Zwei Schwestern und eine Freundin: das kalifornische Trio Haim mit „Women in Music Pt. III“ Foto: Vertigo/Universal
Von der Decke baumeln lange Würste, vor der Ladentheke posiert das kalifornische Trio Haim mit ernster Miene. Das Album-Artwork für sein drittes Album „Women in Music Pt. III“ dient offensichtlich als Anspielung auf die Sausage-Party, die der Popmainstream immer noch ausgiebig feiert.
Das Problem liegt nicht nur in der Überrepräsentation von Männern bei Festivals, auch in Studios und hinter dem Mischpult bei Konzerten arbeiten mehr Männer als Frauen, zudem verdienen Künstlerinnen bei Konzerten schlechter als ihre Kollegen, wie das Magazin Musikexpress herausgefunden hat.
Kurz vor dem Lockdown stellte die Band „Women in Music Pt. III“ noch auf einer US-Tour vor. Kurzerhand wurden dafür Delis zu Veranstaltungsorten umfunktioniert. Mit ihrem letzten Album „Something to Tell You“ gastierten Haim auf großen Festivals wie Coachella. Auf dem lassen sich Haim musikalisch wohl auch am besten verorten, schließlich zeichnen sie sich durch ihre eingängige Mischung aus Pop, Folk und Rock aus.
Haim: „Women in Music Pt. III“ (Vertigo/Universal)
Einfluß der 70er Jahre
Auch an ihrem dritten Album arbeiteten die drei Schwestern gleichberechtigt an Gesang, Instrumenten und bei den Kompositionen. Diesmal bedienen sich Haim noch intensiver bei Einflüssen der siebziger Jahre als auf den vorherigen Alben.Da wäre beispielsweise die bereits 2019 als Album-Vorbotin erschienene Single „Summer Girl“. Nicht nur ihre Bassmelodie erinnert deutlich an Lou Reeds Evergreen „Walk on the Wild Side“, auch das ikonische „Doot Doot“ des Chorgesangs wurde gleich mitübernommen. Die Ballade „Hallelujah“ und das ebenso vom Folk beeinflusste „Leaning on You“ könnten hingegen von Fleetwood Mac zu „Rumors“-Zeiten erdacht worden sein.

* _AUFGABENZIEL_: Wie lautet der Satz „Kurz vor dem Lockdown stellte die Band „Women in Music Pt. III“ noch auf einer US-Tour vor.“ aus dem Text über das Haim-Album auf Englisch?

[Daten zur Objektverortung in natürlicher Sprache]
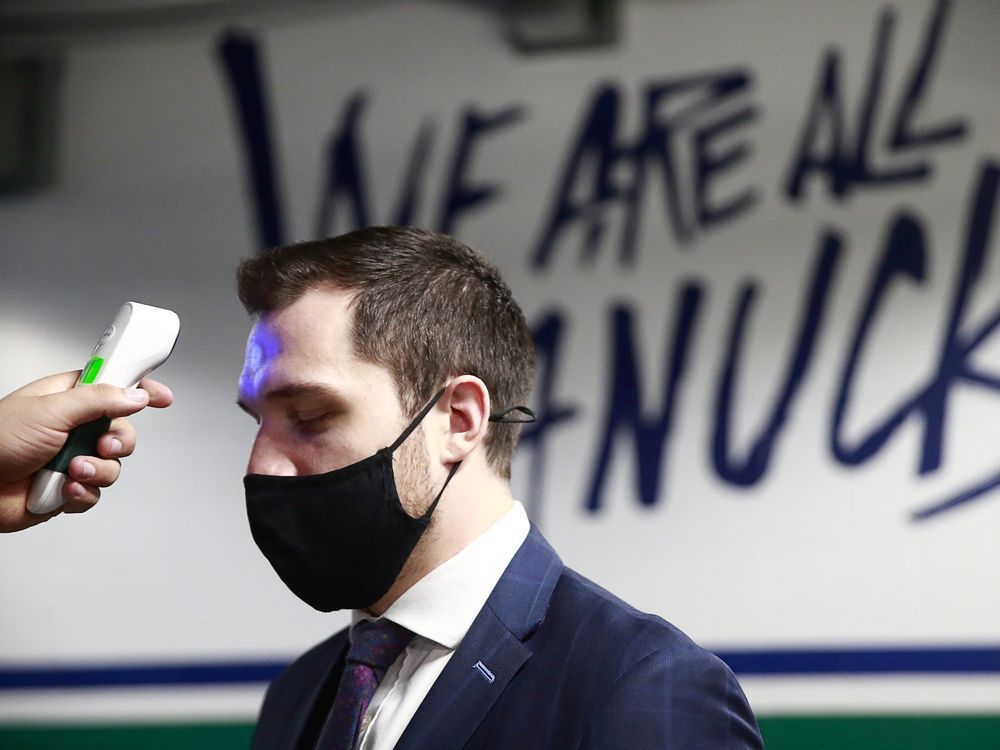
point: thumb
(77, 406)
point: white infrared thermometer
(137, 341)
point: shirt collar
(442, 605)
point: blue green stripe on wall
(898, 732)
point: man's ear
(467, 401)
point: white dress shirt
(439, 609)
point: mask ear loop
(525, 416)
(416, 420)
(501, 417)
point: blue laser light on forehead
(262, 348)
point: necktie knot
(377, 644)
(374, 647)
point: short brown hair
(428, 307)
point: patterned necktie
(374, 647)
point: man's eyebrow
(300, 390)
(294, 390)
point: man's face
(319, 407)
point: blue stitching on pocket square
(486, 673)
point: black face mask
(339, 540)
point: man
(35, 421)
(387, 371)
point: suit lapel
(308, 715)
(491, 653)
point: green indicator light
(90, 373)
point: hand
(34, 423)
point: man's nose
(267, 457)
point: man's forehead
(306, 341)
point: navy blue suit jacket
(551, 661)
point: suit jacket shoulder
(622, 678)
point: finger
(79, 497)
(96, 472)
(160, 395)
(14, 516)
(80, 405)
(49, 384)
(118, 441)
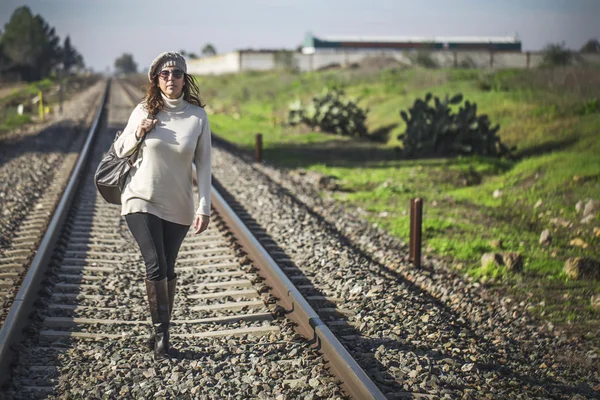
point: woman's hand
(201, 223)
(144, 127)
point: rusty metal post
(258, 148)
(416, 222)
(411, 254)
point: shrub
(590, 106)
(436, 130)
(557, 55)
(330, 112)
(424, 58)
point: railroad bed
(87, 330)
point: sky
(102, 30)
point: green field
(24, 93)
(546, 113)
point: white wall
(264, 61)
(219, 64)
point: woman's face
(170, 81)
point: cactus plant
(436, 130)
(330, 112)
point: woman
(157, 200)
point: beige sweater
(161, 181)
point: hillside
(552, 117)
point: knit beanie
(167, 59)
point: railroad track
(83, 302)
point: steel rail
(18, 315)
(354, 379)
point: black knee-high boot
(172, 285)
(158, 300)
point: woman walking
(157, 200)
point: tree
(125, 64)
(70, 56)
(25, 43)
(209, 50)
(51, 56)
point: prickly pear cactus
(330, 112)
(434, 129)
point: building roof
(495, 43)
(424, 39)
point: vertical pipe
(411, 242)
(41, 106)
(258, 147)
(418, 230)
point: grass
(9, 119)
(551, 115)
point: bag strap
(134, 154)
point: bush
(436, 130)
(330, 112)
(590, 106)
(557, 55)
(425, 59)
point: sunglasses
(177, 74)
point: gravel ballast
(426, 331)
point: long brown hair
(154, 102)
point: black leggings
(159, 242)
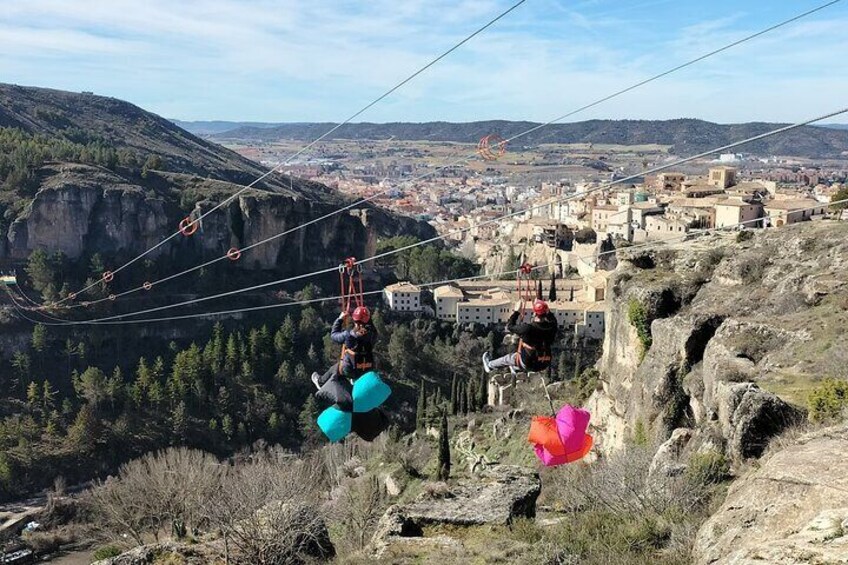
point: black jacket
(539, 335)
(360, 348)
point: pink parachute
(561, 439)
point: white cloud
(303, 61)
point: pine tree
(463, 398)
(143, 380)
(48, 397)
(39, 338)
(284, 339)
(454, 405)
(443, 472)
(421, 409)
(179, 421)
(52, 427)
(552, 290)
(227, 427)
(482, 392)
(562, 367)
(309, 429)
(32, 395)
(274, 425)
(231, 358)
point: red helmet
(361, 315)
(540, 307)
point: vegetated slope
(84, 175)
(211, 127)
(685, 135)
(723, 338)
(86, 118)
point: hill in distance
(212, 127)
(686, 136)
(86, 119)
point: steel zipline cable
(294, 156)
(688, 235)
(376, 257)
(463, 160)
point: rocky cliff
(719, 339)
(148, 174)
(793, 509)
(81, 210)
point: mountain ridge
(684, 135)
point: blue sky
(320, 60)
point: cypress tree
(577, 371)
(463, 399)
(453, 402)
(444, 450)
(421, 410)
(482, 392)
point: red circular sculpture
(188, 226)
(492, 147)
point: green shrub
(744, 235)
(637, 315)
(829, 401)
(708, 468)
(106, 552)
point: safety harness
(352, 296)
(535, 358)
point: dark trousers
(506, 361)
(332, 371)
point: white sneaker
(486, 362)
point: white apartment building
(487, 311)
(403, 297)
(446, 298)
(734, 212)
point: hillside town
(566, 227)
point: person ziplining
(535, 338)
(357, 356)
(351, 385)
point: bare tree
(358, 509)
(266, 509)
(171, 488)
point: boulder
(393, 486)
(749, 417)
(666, 461)
(501, 494)
(155, 553)
(793, 509)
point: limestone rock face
(728, 322)
(501, 494)
(81, 210)
(793, 509)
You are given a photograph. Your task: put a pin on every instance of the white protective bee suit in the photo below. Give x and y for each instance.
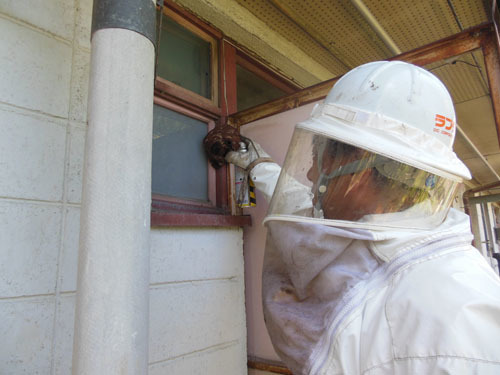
(391, 285)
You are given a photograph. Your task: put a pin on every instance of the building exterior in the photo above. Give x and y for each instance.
(197, 313)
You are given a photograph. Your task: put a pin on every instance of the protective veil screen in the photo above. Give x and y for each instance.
(333, 183)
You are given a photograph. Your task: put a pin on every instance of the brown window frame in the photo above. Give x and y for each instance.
(220, 210)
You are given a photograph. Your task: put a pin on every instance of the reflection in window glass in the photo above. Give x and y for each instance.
(184, 58)
(253, 90)
(180, 166)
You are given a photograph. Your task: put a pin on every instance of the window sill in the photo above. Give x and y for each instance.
(171, 219)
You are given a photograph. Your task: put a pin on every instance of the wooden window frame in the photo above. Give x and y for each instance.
(174, 211)
(220, 210)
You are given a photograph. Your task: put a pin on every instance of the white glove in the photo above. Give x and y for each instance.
(243, 159)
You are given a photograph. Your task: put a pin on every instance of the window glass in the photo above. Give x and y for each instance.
(184, 58)
(253, 90)
(180, 167)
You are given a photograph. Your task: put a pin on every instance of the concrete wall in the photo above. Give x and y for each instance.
(197, 323)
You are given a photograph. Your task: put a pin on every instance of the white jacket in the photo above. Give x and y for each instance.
(352, 301)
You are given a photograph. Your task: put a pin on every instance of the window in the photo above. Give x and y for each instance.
(190, 99)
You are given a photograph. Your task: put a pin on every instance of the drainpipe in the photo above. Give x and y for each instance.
(112, 300)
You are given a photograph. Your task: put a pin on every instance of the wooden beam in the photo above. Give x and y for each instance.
(463, 42)
(492, 63)
(179, 95)
(268, 366)
(457, 44)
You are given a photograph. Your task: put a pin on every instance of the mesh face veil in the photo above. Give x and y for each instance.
(334, 183)
(376, 154)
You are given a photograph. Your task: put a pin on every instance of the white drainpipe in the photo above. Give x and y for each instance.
(112, 304)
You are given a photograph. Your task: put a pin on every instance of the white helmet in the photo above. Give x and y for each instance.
(383, 123)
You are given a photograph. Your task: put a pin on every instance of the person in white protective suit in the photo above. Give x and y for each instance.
(367, 270)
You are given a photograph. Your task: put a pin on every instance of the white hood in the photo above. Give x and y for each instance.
(311, 273)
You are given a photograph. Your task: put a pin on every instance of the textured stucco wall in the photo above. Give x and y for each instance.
(197, 323)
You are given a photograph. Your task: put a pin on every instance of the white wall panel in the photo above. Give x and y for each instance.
(35, 70)
(193, 316)
(30, 236)
(75, 163)
(83, 23)
(79, 86)
(230, 360)
(26, 335)
(69, 260)
(183, 254)
(54, 16)
(31, 156)
(63, 346)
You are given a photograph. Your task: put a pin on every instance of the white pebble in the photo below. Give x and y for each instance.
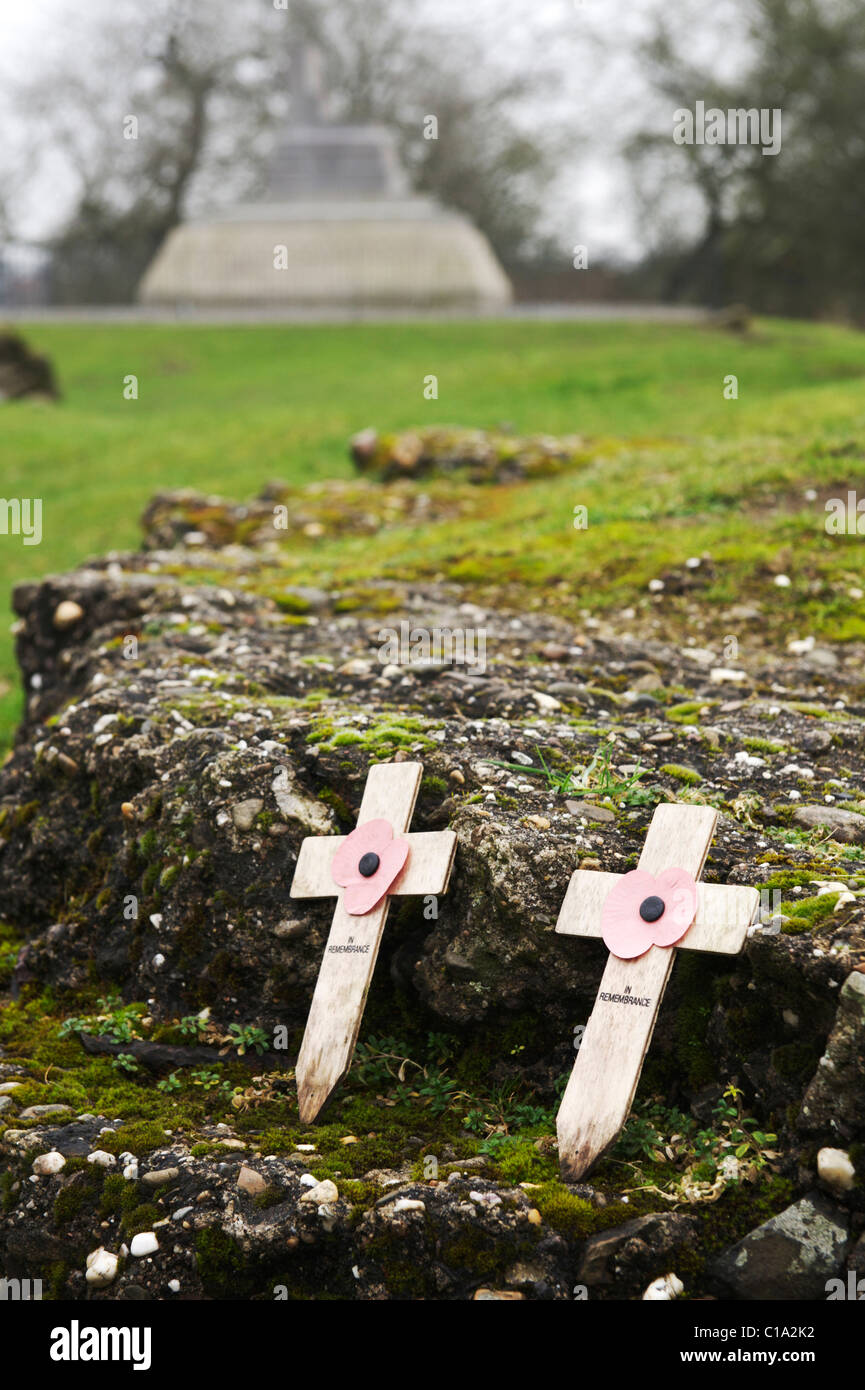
(143, 1244)
(47, 1164)
(664, 1289)
(836, 1169)
(100, 1157)
(102, 1268)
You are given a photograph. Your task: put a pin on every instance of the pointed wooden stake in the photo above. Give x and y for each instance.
(352, 945)
(605, 1075)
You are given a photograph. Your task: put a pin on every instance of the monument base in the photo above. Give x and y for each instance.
(377, 255)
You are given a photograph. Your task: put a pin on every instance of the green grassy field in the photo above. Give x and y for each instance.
(227, 409)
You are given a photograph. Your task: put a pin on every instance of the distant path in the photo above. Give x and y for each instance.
(141, 314)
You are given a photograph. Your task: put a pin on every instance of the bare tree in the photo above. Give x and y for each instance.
(159, 111)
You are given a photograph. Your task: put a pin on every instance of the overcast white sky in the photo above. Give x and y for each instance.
(608, 97)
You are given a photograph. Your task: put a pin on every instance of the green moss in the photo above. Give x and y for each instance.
(142, 1216)
(569, 1215)
(764, 745)
(434, 786)
(220, 1264)
(808, 913)
(148, 844)
(134, 1139)
(405, 1278)
(796, 1061)
(684, 774)
(694, 976)
(689, 710)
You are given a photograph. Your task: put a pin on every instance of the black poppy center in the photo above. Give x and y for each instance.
(369, 863)
(650, 908)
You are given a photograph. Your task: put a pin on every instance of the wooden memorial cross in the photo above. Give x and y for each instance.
(362, 870)
(643, 916)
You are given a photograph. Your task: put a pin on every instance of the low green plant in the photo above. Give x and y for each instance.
(600, 777)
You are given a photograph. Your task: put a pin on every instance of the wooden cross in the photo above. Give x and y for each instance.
(352, 945)
(605, 1075)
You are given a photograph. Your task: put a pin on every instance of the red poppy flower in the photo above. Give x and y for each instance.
(366, 863)
(644, 911)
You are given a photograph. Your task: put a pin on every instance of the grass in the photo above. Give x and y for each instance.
(677, 466)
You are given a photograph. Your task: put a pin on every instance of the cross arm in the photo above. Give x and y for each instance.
(723, 912)
(427, 868)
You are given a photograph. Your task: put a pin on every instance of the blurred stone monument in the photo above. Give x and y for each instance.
(337, 228)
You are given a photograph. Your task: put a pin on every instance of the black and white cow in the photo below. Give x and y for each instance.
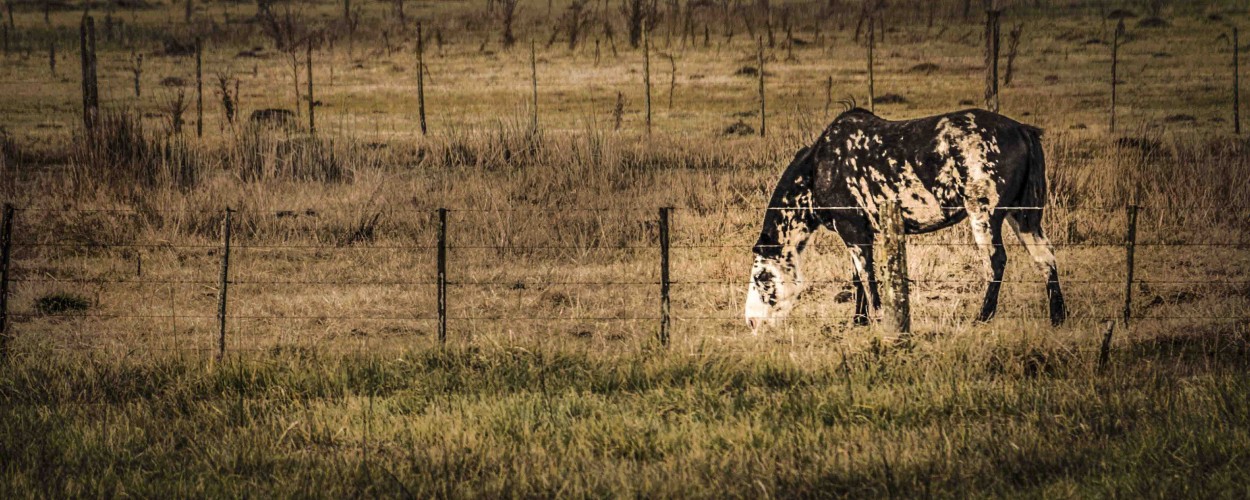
(970, 164)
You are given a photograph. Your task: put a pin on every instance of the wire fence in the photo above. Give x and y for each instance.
(621, 274)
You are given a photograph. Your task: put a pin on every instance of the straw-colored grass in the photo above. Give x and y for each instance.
(551, 383)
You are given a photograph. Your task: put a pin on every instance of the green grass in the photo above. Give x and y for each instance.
(539, 421)
(334, 384)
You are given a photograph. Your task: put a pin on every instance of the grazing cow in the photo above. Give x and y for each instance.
(970, 164)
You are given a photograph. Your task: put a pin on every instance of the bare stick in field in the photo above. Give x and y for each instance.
(760, 73)
(90, 91)
(420, 78)
(534, 85)
(136, 68)
(829, 94)
(991, 59)
(311, 99)
(871, 93)
(646, 74)
(896, 298)
(1236, 84)
(199, 83)
(1115, 64)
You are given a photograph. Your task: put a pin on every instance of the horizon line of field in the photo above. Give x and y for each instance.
(443, 281)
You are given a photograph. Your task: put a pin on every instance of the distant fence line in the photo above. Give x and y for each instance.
(664, 246)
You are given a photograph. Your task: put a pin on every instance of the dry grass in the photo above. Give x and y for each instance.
(553, 383)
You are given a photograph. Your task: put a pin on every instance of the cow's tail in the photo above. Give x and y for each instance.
(1033, 196)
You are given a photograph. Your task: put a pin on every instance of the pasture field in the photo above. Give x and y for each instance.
(551, 381)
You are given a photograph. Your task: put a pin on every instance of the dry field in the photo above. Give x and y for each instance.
(551, 381)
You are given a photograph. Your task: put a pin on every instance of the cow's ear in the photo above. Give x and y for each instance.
(801, 151)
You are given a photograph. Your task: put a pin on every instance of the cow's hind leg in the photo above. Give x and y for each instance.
(988, 233)
(858, 238)
(1028, 228)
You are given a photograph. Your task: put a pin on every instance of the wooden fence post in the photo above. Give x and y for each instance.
(90, 91)
(443, 276)
(199, 80)
(763, 99)
(1130, 244)
(646, 74)
(224, 284)
(1115, 66)
(991, 60)
(871, 93)
(5, 246)
(665, 308)
(1104, 353)
(898, 289)
(420, 71)
(534, 85)
(311, 99)
(1236, 84)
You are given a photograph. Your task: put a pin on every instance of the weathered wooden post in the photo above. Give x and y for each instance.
(1115, 66)
(90, 93)
(665, 216)
(898, 290)
(1130, 245)
(764, 118)
(420, 73)
(1236, 84)
(224, 284)
(646, 74)
(1104, 353)
(199, 80)
(534, 86)
(5, 248)
(991, 59)
(871, 93)
(311, 99)
(829, 94)
(443, 276)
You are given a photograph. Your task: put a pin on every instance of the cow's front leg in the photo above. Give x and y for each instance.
(988, 233)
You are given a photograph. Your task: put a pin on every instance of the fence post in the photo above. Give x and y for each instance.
(763, 100)
(646, 74)
(1115, 66)
(224, 284)
(420, 71)
(199, 81)
(991, 59)
(311, 99)
(1104, 353)
(1236, 84)
(90, 94)
(665, 214)
(5, 246)
(898, 290)
(443, 276)
(534, 86)
(1130, 244)
(871, 93)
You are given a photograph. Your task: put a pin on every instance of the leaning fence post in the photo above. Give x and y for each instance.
(1236, 84)
(224, 284)
(991, 59)
(1104, 353)
(896, 288)
(665, 213)
(420, 73)
(5, 245)
(199, 83)
(763, 99)
(1130, 245)
(311, 100)
(443, 276)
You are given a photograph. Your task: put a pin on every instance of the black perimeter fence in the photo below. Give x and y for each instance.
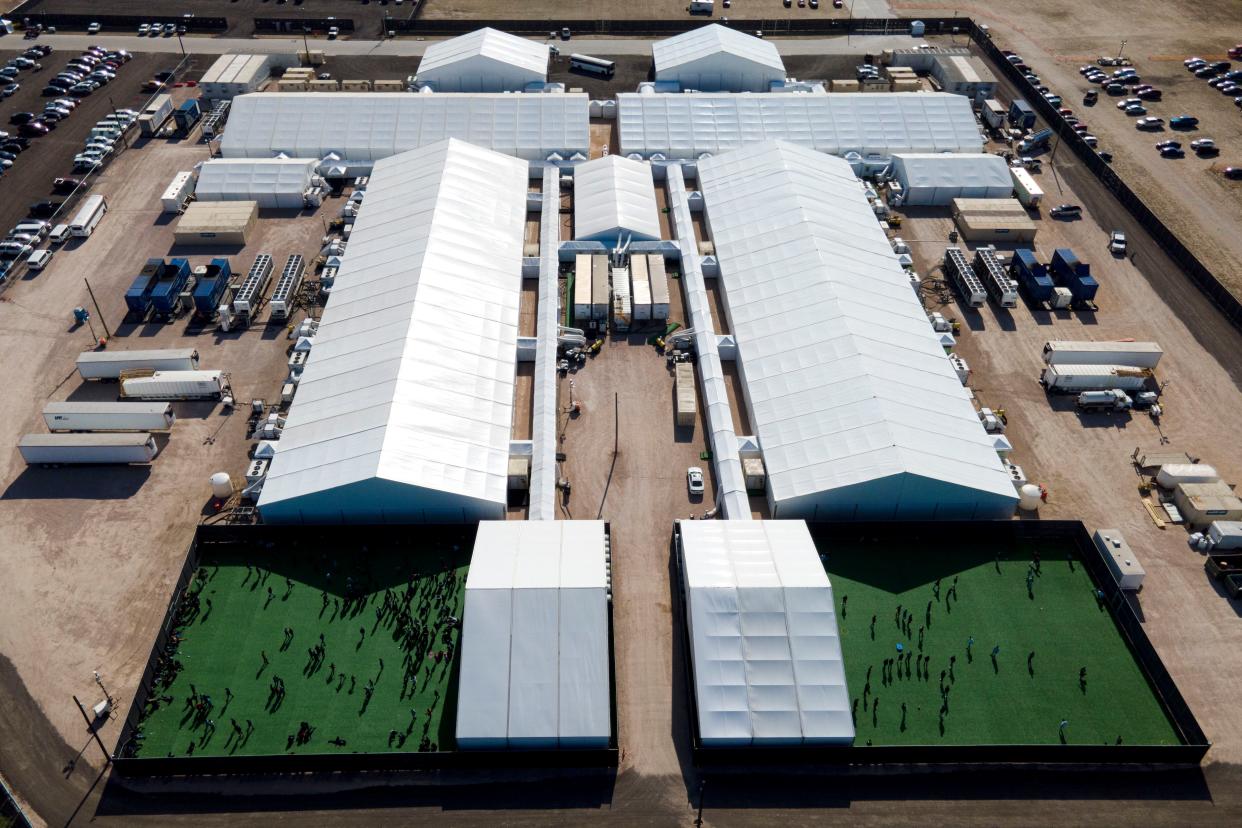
(262, 540)
(1190, 752)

* _ERGEBNIS_: Shortly before the lockdown, the band still managed to present “Women in Music Pt. III” on a US tour.